**Extrait du texte:**
━━━━━━
Il n’est pas indifférent que le licenciement de Paradis soit intervenu au moment même où le gouvernement a choisi de lancer la réforme de l’audiovisuel public, singulièrement à RFO.

N’ayons pas peur des mots : la critique de RFO n’est pas seulement légitime, elle est bienvenue. Premier média du département, il a évidemment de l’influence et du pouvoir. Il ne saurait s’en excuser ni le regretter : l’ambition de tout média digne de ce nom est d’être regardé, commenté, entendu, apprécié. Mais il arrive souvent à notre média public d’utiliser cette influence, comment dire ?, à mauvais escient. En effet, le devoir du service public, financé en partie par l’argent de la collectivité, n’est pas de faire à tout prix de l’audience, mais de remplir une mission d’information, d’éducation et de divertissement, dans le respect du pluralisme et des diversités culturelles.
━━━━━━
**Objectif:** Poursuivez, s'il vous plaît, le texte sur RFO et la réforme de l'audiovisuel public à partir de sa dernière phrase.

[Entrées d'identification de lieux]
━━━━━━
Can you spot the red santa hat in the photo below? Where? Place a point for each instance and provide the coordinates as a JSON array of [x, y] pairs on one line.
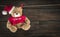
[[8, 9]]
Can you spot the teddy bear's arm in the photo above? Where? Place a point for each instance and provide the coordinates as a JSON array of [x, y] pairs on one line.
[[11, 27], [27, 21], [27, 25]]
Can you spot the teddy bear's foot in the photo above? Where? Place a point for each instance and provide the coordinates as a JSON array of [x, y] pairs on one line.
[[26, 27], [12, 28]]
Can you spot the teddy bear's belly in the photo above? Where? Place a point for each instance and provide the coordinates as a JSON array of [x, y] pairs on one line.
[[15, 21]]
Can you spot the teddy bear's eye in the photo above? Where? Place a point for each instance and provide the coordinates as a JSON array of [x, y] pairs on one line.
[[16, 13]]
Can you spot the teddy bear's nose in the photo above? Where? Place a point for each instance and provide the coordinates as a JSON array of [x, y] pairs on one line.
[[16, 13]]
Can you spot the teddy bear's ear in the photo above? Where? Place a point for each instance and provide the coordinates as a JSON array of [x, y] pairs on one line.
[[22, 5]]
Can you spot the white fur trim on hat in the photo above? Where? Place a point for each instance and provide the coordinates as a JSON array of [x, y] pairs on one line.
[[11, 9], [4, 12]]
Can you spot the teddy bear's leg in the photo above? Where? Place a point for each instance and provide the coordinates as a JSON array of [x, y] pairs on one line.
[[19, 25], [27, 25], [11, 28]]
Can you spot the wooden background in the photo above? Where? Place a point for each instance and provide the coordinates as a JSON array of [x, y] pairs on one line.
[[45, 19]]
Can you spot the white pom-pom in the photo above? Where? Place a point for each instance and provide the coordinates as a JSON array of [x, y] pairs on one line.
[[4, 12]]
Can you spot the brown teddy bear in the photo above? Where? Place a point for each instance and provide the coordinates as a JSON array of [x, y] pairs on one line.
[[17, 20]]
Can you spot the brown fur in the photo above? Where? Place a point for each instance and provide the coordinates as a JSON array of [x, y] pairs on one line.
[[25, 26]]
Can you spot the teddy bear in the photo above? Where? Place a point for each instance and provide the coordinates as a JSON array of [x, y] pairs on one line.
[[17, 20]]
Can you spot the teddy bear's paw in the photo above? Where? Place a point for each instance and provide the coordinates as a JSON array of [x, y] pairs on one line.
[[26, 27], [13, 29]]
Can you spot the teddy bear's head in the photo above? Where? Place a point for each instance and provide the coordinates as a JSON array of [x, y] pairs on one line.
[[13, 10], [17, 12]]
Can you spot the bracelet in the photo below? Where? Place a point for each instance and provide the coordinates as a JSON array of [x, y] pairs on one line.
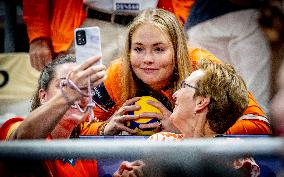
[[102, 128]]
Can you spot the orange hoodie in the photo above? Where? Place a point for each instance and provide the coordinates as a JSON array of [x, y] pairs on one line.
[[255, 123]]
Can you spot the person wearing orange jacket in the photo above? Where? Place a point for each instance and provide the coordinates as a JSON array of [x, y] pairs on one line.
[[156, 61], [54, 116], [50, 25]]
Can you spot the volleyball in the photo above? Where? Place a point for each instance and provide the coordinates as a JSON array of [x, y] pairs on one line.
[[145, 107]]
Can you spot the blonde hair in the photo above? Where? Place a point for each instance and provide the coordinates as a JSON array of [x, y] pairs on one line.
[[227, 91], [168, 23]]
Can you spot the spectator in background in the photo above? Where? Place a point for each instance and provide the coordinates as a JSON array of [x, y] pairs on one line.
[[51, 23], [55, 116], [229, 29], [208, 103], [272, 23], [50, 26]]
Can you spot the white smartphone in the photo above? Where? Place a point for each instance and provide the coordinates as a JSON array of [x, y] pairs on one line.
[[87, 43]]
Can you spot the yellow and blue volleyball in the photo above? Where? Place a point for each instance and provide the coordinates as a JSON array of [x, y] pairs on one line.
[[145, 107]]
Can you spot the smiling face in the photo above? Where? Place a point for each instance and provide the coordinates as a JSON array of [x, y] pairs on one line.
[[186, 104], [152, 56]]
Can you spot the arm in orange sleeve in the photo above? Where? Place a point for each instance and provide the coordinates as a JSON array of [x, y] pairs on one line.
[[36, 14], [91, 130], [253, 120], [9, 127]]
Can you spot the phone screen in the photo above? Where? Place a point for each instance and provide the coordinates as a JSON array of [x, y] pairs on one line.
[[87, 43]]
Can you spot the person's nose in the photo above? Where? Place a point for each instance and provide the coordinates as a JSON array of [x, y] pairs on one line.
[[175, 95], [83, 102], [148, 58]]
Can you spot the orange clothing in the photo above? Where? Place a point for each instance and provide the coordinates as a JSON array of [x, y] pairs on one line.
[[56, 168], [180, 8], [55, 19], [113, 88]]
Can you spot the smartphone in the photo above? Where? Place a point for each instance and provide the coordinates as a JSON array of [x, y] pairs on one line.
[[87, 43]]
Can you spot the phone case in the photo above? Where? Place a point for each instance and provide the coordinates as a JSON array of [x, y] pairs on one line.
[[87, 43]]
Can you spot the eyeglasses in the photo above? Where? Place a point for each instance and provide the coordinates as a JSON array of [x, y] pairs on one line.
[[184, 84]]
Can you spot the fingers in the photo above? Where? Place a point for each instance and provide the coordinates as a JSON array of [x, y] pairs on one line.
[[158, 105], [125, 118], [133, 169], [124, 128], [131, 101], [151, 125], [124, 109], [158, 116], [80, 117]]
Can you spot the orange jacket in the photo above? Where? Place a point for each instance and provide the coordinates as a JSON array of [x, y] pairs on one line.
[[55, 19], [56, 168], [251, 126]]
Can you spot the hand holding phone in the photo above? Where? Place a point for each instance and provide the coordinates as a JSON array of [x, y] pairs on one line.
[[87, 44]]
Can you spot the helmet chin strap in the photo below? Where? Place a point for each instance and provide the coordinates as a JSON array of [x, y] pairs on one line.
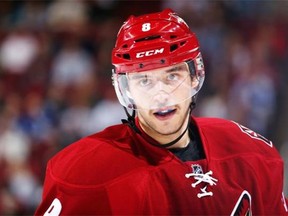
[[131, 122]]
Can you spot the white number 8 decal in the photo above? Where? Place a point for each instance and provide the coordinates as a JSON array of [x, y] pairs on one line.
━━━━━━
**Résultat final:**
On a fini par oublier que la réalité n'est pas une donnée qui s'impose à chacun, préalablement à toute analyse. C'est un paramètre de l'action politique, au milieu d'autres, qui relève d'un traitement approprié.

Je vois donc, dans le projet de suppression de la publicité à RFO, l'occasion inespérée pour que notre média régional s'investisse d'une véritable mission pédagogique, par laquelle, au lieu de se consacrer à la vedettisation de n'importe qui, il s'applique à expliquer, à analyser, à disséquer, pour nous permettre de regarder, de savoir, de comprendre. Tout nous y incite : l’importance des évènements qui se préparent, la stupéfiante mutation de notre société sur bien des plans, la nécessité de répondre aux questions de plus en plus contradictoires qui assaillent chacun de nous. Et, comme on le sait, notre Guyane, sans doute pour mieux s'accepter, a choisi d'engager avec le passé un bien singulier dialogue, fait d'admiration et de rancœur. On ne demande pas au passé de nous montrer la voie mais on le commémore, on le muséifie, on le sort de l'ombre, comme s'il fallait l'étreindre pour vivre enfin.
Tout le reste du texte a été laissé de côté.